I was working on a white paper on ocean dynamics today and I threw in a sentence about how emulators (like machine-learning replacements for simulations) might be working because they might be effectively learning a high-order integration method. I then threw in a sentence about how, in many applications, high-order integrators are known to be better than low-order integrators. I then went to find a reference and... well, I am not sure I can back that up with a reference! I thought this was common knowledge, but it looks like almost all simulations and integrations are done with low-order integrators. Am I living in a simulation? (A simulation integrated with wimpy first-order integrators?)


an alternative to the L–S periodogram

Following some experiments and rants over the last few days with Nora Eisner (Flatiron), I wrote down today an algorithm for a hacky replacement of the Lomb–Scargle periodogram. This periodogram method has various bad pathologies, the worst of which is that it presumes that there is exactly one frequency that fully generates the data. If there are two, the assumptions are broken and the good properties are lost.

*GOALS*
1. According to the excerpt, what is the worst pathology of the Lomb–Scargle periodogram?
2. Which kinds of integrators, each described by its order, does the excerpt mention?
3. How would you put this sentence from the excerpt into Spanish: "If there are two, the assumptions are broken and the good properties are lost."
The rows further down aren't needed for any of this.

*EXTRACTED ENTRIES*
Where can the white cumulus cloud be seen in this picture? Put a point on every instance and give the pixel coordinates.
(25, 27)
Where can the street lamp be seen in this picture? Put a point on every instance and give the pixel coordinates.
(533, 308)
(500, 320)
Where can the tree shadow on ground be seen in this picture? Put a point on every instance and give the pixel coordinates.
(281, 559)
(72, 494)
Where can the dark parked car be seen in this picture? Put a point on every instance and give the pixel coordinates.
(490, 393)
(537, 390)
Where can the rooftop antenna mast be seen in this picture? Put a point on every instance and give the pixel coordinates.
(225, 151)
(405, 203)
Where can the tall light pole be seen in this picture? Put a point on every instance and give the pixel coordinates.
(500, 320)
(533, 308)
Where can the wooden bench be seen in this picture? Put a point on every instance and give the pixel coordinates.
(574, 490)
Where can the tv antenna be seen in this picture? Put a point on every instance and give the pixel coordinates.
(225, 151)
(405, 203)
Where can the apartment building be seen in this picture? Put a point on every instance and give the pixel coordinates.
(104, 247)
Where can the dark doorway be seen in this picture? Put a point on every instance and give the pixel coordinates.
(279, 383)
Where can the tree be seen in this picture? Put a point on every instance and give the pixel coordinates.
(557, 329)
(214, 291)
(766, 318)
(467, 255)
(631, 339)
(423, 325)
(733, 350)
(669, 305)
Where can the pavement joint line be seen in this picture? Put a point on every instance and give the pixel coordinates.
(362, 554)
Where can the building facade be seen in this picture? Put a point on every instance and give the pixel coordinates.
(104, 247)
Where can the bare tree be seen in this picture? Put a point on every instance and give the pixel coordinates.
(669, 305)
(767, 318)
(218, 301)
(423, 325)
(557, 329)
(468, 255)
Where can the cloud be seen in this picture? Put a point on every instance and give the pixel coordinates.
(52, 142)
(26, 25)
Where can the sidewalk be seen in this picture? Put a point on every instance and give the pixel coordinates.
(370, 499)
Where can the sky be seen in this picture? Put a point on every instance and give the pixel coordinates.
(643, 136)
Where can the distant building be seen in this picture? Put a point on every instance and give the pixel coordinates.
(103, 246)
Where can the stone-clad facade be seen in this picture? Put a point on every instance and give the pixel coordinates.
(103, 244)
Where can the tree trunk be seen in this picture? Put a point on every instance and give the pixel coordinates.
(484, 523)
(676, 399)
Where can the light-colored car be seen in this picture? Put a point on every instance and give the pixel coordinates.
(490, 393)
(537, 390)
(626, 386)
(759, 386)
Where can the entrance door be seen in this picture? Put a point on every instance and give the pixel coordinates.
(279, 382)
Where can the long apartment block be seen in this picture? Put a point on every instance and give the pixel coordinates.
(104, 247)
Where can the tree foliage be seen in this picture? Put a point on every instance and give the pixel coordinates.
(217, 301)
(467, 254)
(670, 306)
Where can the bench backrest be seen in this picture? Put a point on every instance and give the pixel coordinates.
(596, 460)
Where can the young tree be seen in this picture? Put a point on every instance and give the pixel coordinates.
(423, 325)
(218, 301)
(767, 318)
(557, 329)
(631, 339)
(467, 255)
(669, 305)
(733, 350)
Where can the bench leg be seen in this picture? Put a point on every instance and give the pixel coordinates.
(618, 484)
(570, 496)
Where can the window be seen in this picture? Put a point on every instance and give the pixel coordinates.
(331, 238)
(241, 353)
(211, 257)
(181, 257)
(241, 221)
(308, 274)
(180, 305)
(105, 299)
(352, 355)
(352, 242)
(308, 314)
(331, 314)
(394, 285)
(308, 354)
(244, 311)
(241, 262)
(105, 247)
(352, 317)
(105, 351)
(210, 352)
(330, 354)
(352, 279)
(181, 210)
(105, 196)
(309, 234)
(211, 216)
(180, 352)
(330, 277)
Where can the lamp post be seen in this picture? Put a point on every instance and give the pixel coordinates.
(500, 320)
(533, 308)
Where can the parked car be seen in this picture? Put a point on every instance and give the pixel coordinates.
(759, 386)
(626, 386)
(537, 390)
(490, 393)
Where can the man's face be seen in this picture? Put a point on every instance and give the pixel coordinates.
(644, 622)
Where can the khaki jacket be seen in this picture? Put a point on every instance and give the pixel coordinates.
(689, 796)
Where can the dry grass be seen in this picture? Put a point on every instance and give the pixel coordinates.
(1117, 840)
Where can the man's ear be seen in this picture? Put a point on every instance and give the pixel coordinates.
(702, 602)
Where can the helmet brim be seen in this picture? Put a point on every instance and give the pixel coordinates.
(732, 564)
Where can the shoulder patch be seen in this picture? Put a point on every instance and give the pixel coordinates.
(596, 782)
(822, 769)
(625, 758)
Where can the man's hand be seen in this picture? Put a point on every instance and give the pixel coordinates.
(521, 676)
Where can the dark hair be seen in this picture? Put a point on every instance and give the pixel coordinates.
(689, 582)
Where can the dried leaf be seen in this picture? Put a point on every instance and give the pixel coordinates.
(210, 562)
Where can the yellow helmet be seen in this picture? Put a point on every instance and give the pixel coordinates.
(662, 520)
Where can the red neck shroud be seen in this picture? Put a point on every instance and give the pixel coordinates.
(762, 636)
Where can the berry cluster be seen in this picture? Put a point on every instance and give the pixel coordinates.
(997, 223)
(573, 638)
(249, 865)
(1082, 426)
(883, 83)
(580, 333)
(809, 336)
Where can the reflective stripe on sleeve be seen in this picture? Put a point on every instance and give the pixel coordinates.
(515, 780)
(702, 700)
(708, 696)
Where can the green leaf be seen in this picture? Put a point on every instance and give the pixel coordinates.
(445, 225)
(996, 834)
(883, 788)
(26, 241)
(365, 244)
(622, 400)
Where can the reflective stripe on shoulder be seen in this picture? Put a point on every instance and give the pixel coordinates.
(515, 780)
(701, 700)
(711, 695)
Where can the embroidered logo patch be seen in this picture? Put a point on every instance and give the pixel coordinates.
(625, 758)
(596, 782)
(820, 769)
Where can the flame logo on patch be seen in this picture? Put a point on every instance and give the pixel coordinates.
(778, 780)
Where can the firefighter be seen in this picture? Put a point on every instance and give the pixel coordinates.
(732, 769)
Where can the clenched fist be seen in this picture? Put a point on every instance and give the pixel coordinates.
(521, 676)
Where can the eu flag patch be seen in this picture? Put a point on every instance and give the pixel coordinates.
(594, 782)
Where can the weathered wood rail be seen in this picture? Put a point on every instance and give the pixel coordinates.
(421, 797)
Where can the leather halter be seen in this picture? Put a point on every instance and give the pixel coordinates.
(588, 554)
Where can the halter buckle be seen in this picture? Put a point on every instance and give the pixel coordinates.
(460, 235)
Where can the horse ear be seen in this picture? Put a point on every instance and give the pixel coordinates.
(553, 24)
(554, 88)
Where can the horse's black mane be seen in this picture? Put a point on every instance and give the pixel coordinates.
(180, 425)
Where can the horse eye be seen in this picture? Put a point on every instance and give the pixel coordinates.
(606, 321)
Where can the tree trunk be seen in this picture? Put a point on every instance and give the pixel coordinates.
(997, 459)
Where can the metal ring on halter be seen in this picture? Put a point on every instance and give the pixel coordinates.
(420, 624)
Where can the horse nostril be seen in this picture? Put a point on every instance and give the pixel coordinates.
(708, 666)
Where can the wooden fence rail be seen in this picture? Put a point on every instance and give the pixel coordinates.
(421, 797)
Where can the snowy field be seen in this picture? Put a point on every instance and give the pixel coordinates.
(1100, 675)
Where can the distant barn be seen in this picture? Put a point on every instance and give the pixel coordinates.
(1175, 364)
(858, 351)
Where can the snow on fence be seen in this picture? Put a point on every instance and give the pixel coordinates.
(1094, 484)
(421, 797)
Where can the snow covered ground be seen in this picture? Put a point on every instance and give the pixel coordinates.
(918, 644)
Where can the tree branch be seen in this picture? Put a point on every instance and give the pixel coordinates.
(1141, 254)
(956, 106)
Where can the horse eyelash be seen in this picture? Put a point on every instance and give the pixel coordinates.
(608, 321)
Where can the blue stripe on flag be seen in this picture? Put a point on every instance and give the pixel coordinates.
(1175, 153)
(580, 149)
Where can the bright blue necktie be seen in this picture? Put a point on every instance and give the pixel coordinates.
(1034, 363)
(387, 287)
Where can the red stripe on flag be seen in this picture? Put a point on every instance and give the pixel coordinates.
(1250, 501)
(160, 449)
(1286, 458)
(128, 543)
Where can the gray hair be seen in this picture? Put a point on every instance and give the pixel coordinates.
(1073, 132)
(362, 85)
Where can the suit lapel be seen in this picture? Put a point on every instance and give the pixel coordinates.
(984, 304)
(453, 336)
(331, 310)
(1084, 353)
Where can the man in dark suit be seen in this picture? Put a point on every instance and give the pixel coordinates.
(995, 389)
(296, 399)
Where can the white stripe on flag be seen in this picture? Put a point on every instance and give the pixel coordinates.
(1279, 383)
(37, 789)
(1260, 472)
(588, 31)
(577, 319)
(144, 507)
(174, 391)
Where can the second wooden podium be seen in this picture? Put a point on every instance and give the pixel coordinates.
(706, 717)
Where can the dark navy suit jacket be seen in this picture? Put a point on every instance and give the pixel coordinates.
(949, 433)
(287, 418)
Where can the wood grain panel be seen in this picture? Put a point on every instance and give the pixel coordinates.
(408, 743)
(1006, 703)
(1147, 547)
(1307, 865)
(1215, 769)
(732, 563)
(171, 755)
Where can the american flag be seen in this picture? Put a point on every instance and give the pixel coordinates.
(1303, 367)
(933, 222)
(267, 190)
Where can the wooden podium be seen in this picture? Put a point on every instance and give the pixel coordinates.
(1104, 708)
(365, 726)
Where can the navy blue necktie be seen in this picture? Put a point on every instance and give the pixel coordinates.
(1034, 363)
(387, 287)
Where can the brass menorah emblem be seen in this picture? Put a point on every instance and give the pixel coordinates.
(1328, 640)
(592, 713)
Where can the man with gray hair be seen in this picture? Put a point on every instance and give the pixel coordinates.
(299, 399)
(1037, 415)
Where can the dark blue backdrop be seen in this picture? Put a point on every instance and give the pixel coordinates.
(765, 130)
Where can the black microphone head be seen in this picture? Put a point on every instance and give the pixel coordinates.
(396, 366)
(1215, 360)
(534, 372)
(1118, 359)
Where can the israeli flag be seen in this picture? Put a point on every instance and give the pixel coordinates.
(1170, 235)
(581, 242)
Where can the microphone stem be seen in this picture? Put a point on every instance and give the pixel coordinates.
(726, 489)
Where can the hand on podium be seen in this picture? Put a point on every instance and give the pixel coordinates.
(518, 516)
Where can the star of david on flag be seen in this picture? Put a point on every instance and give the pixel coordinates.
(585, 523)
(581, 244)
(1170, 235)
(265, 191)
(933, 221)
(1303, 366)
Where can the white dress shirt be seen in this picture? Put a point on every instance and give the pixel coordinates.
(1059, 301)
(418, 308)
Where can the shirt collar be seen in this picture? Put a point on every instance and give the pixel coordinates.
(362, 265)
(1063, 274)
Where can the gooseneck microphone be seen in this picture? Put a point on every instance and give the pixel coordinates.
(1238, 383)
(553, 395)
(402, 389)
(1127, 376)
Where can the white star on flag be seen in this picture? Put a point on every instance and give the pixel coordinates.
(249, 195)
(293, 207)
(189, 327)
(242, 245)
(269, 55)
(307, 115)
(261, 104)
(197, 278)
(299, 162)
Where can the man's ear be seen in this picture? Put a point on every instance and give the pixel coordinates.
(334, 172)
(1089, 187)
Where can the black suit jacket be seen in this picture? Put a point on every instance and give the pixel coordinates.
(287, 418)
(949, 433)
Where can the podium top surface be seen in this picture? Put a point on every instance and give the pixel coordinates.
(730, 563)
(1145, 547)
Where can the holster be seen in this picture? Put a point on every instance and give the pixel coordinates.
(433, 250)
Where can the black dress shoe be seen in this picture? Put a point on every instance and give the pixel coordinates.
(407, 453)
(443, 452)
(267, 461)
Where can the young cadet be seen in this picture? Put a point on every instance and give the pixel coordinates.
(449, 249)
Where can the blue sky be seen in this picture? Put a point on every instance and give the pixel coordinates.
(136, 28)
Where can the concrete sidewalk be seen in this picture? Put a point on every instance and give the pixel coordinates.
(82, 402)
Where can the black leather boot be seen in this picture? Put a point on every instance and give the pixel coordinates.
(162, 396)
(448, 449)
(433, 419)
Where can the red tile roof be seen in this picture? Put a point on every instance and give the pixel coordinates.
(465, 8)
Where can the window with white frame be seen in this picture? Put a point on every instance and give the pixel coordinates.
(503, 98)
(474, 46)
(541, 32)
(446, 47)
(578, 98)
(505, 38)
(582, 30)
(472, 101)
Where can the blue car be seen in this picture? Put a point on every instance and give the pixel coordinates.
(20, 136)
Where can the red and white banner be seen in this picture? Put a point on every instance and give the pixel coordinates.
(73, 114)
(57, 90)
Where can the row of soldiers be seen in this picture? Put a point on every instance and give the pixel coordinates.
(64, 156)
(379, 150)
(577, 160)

*ANSWERS TO THE PROBLEMS*
1. It presumes that there is exactly one frequency that fully generates the data.

2. High-order integrators, low-order integrators, and first-order integrators.

3. Si hay dos, las suposiciones se rompen y las buenas propiedades se pierden.